[Items from a dataset]
==============================

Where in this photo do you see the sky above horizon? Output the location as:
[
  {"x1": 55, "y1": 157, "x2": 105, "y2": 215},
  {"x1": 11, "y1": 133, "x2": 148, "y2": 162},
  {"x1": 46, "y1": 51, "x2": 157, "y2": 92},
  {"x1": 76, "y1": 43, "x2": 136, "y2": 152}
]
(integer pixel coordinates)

==============================

Output every one of the records above word for word, with nothing changed.

* **SOLUTION TO THIS TASK**
Where in this photo do you see the sky above horizon? Output the location as:
[
  {"x1": 55, "y1": 157, "x2": 105, "y2": 215},
  {"x1": 11, "y1": 133, "x2": 148, "y2": 162},
  {"x1": 46, "y1": 51, "x2": 157, "y2": 92},
  {"x1": 76, "y1": 43, "x2": 136, "y2": 152}
]
(integer pixel coordinates)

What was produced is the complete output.